**YOUR INSTRUCTIONS:** From the data below, copy exactly the lines that lie between the one holding "written like (108,99)." and the one holding "written like (543,123).", including both, and nothing more.

:::

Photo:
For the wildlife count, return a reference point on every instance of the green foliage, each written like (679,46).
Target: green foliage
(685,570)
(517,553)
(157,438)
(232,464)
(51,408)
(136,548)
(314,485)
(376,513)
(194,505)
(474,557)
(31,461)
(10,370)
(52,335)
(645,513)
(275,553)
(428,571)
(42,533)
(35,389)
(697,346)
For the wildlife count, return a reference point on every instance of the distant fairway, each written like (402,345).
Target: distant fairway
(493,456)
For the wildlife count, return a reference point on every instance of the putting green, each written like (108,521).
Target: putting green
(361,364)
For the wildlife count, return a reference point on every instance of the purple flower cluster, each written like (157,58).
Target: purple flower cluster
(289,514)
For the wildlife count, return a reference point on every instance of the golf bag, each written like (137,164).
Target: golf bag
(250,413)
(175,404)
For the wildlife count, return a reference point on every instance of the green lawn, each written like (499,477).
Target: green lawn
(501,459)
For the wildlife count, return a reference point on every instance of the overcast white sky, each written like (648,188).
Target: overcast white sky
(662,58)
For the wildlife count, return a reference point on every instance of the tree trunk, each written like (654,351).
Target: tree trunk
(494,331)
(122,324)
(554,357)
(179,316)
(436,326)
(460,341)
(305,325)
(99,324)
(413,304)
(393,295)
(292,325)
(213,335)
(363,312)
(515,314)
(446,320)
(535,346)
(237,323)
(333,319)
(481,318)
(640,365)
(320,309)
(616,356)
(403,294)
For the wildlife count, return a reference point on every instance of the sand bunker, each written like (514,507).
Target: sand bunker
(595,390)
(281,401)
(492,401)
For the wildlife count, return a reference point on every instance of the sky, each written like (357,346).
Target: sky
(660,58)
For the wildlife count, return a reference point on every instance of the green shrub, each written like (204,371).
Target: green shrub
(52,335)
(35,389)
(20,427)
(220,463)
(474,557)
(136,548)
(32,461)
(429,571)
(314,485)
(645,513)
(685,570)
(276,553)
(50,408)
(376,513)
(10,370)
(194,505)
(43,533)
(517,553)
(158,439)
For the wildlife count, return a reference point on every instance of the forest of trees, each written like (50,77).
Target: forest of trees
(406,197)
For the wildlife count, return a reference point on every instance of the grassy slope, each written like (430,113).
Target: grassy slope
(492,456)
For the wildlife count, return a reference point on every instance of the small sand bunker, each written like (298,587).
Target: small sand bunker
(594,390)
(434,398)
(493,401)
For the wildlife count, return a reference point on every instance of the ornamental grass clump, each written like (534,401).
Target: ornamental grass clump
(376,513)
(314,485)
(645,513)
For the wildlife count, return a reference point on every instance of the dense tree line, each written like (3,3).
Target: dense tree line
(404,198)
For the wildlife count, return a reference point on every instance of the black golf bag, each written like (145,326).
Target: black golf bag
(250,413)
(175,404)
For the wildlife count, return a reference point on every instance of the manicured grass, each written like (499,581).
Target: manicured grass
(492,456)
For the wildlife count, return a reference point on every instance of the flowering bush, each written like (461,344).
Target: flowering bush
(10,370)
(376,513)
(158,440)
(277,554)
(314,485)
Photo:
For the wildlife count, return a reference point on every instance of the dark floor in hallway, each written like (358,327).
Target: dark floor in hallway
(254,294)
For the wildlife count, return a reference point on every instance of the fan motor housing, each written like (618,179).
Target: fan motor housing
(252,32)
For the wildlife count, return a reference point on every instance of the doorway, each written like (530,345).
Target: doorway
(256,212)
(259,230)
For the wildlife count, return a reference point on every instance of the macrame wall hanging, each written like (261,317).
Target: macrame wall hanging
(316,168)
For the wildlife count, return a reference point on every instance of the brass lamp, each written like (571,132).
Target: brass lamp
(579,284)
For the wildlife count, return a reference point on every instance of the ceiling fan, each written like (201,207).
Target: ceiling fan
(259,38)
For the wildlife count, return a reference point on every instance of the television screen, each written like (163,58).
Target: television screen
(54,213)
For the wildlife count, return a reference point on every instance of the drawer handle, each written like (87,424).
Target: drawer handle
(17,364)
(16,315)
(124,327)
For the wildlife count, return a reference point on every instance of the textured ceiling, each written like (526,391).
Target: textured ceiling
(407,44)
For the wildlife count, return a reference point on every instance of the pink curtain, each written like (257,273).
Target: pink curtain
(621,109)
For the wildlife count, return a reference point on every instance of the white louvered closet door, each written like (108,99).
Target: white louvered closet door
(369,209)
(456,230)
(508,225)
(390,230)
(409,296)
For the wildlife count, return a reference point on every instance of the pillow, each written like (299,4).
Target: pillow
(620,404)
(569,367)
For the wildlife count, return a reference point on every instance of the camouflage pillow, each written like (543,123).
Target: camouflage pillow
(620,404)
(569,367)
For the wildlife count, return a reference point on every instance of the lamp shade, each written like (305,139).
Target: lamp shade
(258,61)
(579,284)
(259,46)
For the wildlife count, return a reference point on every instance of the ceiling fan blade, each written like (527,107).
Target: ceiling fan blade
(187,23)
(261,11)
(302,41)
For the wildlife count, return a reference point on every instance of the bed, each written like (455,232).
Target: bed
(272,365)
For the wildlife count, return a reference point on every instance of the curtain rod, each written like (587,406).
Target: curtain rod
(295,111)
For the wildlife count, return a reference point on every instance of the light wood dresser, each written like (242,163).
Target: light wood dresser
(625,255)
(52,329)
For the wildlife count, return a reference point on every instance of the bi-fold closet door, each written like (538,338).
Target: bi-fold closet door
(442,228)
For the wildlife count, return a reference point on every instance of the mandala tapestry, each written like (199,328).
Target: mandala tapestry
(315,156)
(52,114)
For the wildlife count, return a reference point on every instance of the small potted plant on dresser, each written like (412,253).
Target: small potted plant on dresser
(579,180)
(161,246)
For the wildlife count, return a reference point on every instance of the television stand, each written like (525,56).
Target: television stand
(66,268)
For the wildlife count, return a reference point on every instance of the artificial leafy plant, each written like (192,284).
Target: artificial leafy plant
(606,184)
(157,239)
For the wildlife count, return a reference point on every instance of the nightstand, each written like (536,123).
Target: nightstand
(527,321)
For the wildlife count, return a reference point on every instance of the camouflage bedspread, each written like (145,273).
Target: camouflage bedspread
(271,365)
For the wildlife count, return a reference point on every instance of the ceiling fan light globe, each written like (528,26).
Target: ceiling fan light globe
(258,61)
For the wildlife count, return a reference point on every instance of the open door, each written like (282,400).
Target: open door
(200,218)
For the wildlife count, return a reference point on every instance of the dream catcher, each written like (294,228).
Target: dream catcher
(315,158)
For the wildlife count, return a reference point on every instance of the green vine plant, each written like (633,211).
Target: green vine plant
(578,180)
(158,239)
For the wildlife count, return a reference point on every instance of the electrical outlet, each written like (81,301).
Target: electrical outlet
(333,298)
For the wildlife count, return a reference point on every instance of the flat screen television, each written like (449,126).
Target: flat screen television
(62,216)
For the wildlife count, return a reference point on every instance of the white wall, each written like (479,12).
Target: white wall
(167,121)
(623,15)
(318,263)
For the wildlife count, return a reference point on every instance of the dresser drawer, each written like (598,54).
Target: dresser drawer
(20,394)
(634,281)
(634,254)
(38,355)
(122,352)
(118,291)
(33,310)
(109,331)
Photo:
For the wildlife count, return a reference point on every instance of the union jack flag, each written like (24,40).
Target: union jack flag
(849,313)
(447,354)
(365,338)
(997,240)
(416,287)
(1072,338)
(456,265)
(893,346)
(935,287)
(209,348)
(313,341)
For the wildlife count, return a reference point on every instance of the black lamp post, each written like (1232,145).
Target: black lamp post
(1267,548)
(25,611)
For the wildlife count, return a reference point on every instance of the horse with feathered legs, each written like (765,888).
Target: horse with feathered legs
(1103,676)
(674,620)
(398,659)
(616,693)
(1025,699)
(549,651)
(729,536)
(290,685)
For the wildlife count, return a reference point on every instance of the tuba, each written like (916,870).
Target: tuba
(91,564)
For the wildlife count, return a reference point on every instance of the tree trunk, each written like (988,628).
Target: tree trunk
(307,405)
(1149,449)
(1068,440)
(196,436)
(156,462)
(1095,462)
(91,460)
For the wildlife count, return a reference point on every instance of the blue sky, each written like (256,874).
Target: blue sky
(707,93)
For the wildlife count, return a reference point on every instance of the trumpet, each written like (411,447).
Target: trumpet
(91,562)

:::

**WRITTEN ANSWER:**
For the wildlife count, return a reference point on every instance of the white louvered closet door, each written like (108,99).
Target: white louvered closet door
(369,209)
(456,230)
(508,225)
(390,230)
(409,296)
For the wildlife count, return a reference point on every instance of the pillow, each written like (299,4).
Target: pillow
(620,404)
(569,367)
For the wildlife count, return a reference point on every instance of the camouflage pillow, each written like (543,123).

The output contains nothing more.